┌─ Input records

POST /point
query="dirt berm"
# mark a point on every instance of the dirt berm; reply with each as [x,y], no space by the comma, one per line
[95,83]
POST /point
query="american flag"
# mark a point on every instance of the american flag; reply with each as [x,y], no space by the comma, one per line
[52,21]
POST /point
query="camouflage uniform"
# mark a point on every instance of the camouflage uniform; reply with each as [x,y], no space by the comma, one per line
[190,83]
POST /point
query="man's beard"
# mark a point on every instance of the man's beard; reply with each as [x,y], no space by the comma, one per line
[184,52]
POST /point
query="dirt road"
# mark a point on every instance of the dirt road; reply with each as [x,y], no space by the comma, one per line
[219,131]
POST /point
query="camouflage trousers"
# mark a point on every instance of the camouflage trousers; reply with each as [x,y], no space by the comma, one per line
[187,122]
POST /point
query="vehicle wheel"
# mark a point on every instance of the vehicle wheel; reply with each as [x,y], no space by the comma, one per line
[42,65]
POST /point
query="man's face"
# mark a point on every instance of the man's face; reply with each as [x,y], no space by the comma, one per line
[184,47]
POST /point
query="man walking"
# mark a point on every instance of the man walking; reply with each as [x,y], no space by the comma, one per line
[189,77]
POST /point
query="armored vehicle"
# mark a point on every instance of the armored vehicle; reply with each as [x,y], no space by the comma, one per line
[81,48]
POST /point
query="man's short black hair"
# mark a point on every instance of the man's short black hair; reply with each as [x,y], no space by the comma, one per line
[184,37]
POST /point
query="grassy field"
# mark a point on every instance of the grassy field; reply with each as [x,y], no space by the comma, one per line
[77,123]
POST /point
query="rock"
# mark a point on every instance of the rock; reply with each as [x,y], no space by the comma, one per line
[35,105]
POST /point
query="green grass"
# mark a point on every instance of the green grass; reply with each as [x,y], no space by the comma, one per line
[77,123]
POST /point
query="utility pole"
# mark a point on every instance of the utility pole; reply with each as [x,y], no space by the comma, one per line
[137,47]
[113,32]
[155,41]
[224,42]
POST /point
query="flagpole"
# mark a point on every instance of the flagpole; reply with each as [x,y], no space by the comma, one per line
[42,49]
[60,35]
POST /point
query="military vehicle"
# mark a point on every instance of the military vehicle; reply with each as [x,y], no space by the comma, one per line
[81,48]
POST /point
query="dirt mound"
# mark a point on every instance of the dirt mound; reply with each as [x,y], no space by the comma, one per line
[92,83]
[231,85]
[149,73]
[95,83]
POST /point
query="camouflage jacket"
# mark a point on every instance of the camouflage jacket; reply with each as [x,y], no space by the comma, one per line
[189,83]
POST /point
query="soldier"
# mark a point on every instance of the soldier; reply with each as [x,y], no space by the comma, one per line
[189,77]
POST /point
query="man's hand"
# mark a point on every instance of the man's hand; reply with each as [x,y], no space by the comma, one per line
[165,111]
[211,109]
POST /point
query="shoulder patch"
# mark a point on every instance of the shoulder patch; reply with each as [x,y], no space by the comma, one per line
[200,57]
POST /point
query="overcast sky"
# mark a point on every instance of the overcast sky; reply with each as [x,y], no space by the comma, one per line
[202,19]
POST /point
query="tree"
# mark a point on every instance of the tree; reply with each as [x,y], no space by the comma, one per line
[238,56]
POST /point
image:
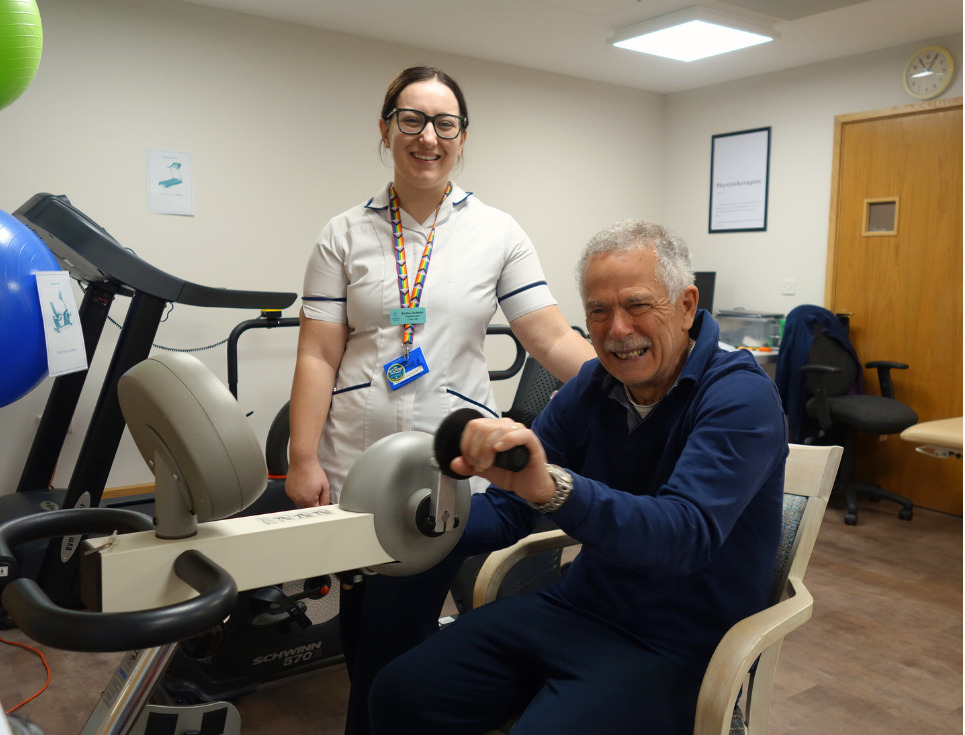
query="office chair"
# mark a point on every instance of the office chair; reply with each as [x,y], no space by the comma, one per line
[746,658]
[835,408]
[536,387]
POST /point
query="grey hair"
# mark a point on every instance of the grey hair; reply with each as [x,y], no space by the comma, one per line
[674,268]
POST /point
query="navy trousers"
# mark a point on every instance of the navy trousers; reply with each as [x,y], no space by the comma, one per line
[564,672]
[383,617]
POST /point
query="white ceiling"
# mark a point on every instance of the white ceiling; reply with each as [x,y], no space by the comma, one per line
[570,36]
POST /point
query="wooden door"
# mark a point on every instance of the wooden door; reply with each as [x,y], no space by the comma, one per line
[903,284]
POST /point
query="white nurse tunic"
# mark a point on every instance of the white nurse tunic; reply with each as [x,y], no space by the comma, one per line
[481,259]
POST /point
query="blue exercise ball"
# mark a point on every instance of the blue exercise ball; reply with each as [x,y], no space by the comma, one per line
[23,347]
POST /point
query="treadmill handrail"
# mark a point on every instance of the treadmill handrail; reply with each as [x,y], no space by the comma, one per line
[92,255]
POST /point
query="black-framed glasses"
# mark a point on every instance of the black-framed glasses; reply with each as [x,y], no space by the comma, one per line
[413,122]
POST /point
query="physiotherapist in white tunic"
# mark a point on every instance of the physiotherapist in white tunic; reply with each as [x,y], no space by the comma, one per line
[398,294]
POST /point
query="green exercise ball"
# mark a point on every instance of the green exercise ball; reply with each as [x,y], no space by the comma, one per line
[21,43]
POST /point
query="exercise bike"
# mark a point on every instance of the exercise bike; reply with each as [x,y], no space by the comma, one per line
[292,627]
[398,514]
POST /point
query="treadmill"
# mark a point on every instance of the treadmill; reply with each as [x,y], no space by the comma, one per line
[92,256]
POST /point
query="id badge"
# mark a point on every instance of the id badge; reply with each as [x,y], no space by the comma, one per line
[412,315]
[404,370]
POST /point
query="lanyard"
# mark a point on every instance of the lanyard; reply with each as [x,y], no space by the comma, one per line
[409,299]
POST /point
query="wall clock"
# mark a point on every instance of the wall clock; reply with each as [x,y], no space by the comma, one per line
[928,72]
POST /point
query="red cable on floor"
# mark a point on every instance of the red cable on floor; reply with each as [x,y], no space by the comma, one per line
[46,668]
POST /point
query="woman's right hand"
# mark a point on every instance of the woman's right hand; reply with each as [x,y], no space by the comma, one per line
[307,485]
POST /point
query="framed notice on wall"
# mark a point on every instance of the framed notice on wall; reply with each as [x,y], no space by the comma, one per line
[739,165]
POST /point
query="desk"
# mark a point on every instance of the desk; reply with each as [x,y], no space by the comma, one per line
[937,438]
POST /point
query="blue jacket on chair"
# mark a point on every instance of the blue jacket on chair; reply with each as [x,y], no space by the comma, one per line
[794,353]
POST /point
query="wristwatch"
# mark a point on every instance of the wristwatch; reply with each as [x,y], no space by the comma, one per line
[564,486]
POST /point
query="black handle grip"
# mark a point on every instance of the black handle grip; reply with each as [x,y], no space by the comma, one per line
[74,630]
[34,613]
[67,522]
[449,434]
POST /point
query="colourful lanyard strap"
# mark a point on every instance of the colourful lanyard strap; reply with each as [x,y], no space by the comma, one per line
[409,299]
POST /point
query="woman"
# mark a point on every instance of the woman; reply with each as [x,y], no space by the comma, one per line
[398,294]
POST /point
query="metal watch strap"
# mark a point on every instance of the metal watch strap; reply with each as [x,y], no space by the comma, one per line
[564,486]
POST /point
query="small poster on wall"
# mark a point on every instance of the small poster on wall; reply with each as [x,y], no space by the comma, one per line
[170,183]
[739,165]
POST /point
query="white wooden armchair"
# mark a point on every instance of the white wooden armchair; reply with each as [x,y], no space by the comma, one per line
[809,478]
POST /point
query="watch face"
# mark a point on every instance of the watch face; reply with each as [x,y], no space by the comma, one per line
[928,72]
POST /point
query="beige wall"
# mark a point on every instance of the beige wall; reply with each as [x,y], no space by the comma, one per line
[281,125]
[280,122]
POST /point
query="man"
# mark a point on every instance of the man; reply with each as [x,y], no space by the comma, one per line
[668,466]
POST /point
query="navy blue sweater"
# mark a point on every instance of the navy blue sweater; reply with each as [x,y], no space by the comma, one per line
[679,514]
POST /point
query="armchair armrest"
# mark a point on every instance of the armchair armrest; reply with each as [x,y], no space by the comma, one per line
[759,635]
[497,565]
[884,368]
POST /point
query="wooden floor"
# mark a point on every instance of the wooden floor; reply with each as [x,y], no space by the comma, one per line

└─

### What to do
How many lines in the items contain the string "handrail"? Reply with the number alone.

### Final result
2